Aim of the exercise. Repeat only the lines from the one holding "Q: Locate the building" down to the last line of the listing below, including both of those lines.

Supplied data.
* start *
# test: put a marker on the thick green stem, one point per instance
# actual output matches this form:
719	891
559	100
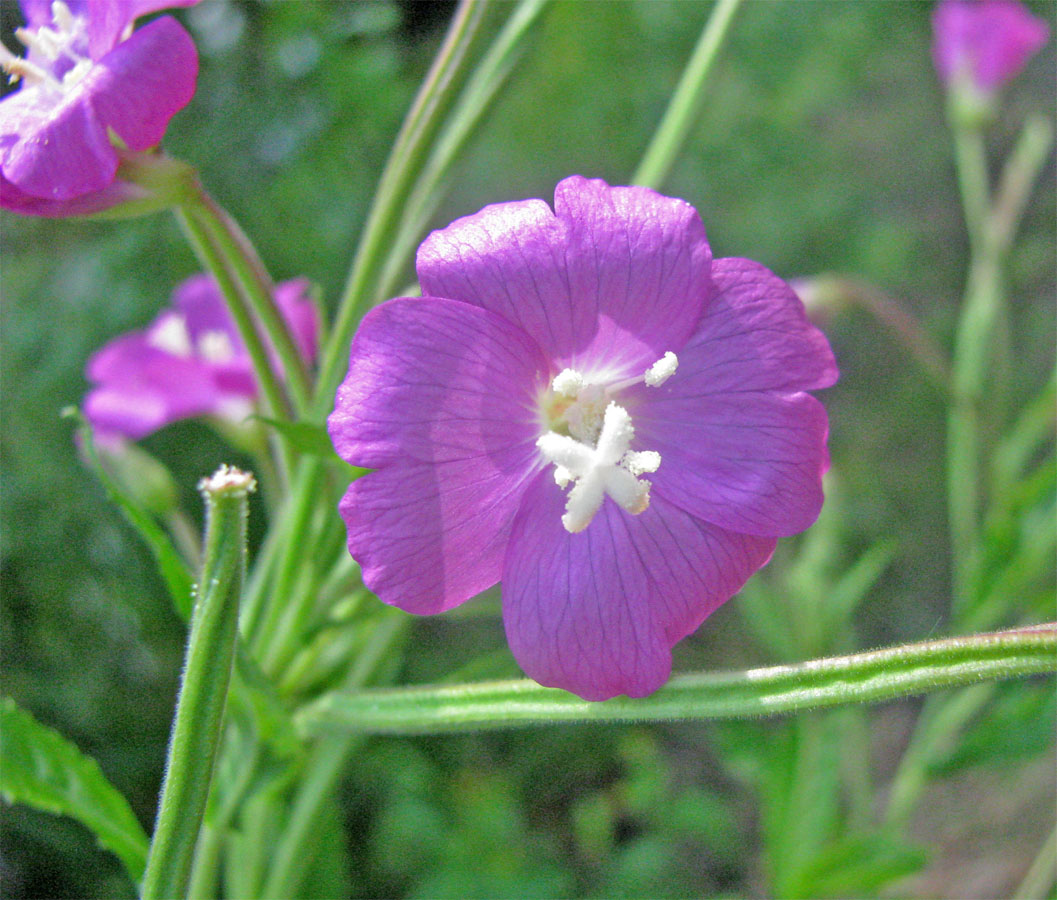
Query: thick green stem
868	677
405	163
686	102
207	672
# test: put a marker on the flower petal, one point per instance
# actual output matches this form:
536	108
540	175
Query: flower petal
441	396
138	86
429	536
597	612
142	388
432	380
615	275
740	444
54	149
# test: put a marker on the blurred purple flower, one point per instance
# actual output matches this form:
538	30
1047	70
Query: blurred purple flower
189	362
88	81
597	348
986	42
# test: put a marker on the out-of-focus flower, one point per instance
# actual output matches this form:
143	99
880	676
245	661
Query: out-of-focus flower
93	92
587	406
189	362
984	43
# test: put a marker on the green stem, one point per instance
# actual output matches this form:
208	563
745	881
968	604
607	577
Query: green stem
256	286
323	769
405	163
214	261
1040	878
868	677
481	90
200	710
686	102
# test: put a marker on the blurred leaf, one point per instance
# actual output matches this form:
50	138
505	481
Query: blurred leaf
856	866
170	565
40	768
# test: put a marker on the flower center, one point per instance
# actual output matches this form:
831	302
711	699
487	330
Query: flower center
589	444
60	48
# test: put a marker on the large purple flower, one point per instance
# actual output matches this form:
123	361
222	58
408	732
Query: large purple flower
88	81
588	407
985	42
189	362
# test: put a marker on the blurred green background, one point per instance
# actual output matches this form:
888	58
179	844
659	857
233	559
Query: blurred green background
821	146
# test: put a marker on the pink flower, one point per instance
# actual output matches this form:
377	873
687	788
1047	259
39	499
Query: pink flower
984	41
588	407
189	362
88	80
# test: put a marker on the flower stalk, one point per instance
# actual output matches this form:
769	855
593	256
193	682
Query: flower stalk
207	672
866	677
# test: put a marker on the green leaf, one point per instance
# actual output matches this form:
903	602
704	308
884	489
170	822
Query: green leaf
40	768
866	677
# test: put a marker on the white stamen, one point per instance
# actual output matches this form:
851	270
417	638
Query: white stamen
608	467
662	370
62	17
170	334
568	383
216	347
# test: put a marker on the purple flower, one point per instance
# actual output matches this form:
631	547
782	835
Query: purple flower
88	83
189	362
588	407
985	42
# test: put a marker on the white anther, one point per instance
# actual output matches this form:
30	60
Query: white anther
608	467
568	383
216	347
640	462
662	369
170	334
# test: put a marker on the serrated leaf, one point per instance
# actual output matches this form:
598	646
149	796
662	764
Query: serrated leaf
40	768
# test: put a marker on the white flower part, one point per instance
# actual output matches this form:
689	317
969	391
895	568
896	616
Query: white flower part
662	369
216	347
608	467
568	383
170	334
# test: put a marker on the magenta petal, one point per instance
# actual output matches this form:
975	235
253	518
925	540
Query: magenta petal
987	41
142	388
754	335
429	536
613	274
440	393
433	380
137	87
597	612
54	150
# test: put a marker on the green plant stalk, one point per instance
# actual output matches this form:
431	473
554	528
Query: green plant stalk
480	91
867	677
214	261
207	672
251	276
325	766
409	153
686	102
1040	878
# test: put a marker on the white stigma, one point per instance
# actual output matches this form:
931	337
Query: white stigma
607	469
662	370
216	347
170	334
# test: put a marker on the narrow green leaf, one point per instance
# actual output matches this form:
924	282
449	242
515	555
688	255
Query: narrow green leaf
40	768
866	677
170	565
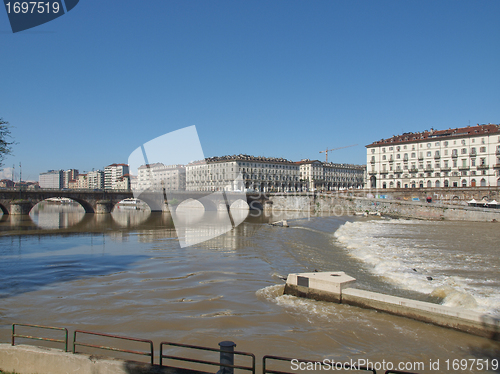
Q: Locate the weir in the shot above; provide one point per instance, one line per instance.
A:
(338, 287)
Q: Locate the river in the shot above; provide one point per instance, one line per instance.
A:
(126, 274)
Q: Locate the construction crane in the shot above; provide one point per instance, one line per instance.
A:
(334, 149)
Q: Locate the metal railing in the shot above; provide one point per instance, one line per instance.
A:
(226, 351)
(150, 353)
(345, 366)
(65, 341)
(213, 363)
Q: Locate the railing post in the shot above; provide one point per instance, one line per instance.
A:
(226, 356)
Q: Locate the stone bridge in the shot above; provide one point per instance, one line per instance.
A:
(19, 201)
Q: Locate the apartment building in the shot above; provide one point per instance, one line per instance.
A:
(69, 175)
(243, 172)
(82, 181)
(460, 157)
(95, 179)
(51, 179)
(159, 176)
(321, 176)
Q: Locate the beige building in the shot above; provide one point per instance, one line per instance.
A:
(266, 174)
(82, 181)
(461, 157)
(96, 179)
(322, 176)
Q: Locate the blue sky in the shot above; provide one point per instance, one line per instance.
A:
(271, 78)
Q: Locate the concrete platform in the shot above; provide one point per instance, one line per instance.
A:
(338, 287)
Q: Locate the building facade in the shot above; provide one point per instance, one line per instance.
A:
(461, 157)
(69, 175)
(82, 181)
(113, 174)
(321, 176)
(159, 176)
(241, 173)
(51, 179)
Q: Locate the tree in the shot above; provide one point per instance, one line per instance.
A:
(5, 137)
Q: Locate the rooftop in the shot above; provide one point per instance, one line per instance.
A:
(410, 137)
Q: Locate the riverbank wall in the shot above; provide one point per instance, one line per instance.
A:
(339, 205)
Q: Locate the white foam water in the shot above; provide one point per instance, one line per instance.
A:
(449, 260)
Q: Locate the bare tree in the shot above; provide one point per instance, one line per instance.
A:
* end *
Problem solution.
Q: Locate the building facade in the shot above; provide one point per instance, one line per instance.
A:
(461, 157)
(69, 175)
(82, 181)
(113, 174)
(321, 176)
(159, 176)
(241, 173)
(51, 179)
Q: Locate the tree in the shot above; provide one point per instance, one line per instance.
A:
(5, 137)
Q: Locate the rooftop in the shot above; provide one point per instance, one line per instance.
A:
(410, 137)
Q: Locate the riverbank wall in the shot above; provide one point per instance, one line per instance.
A:
(339, 205)
Q: Locate the white foam water in the shot above; provide one point per instance, one line per instance.
A:
(449, 260)
Q: Locate the bare tree in the shot above; provide one point per instance, one line per instance.
A:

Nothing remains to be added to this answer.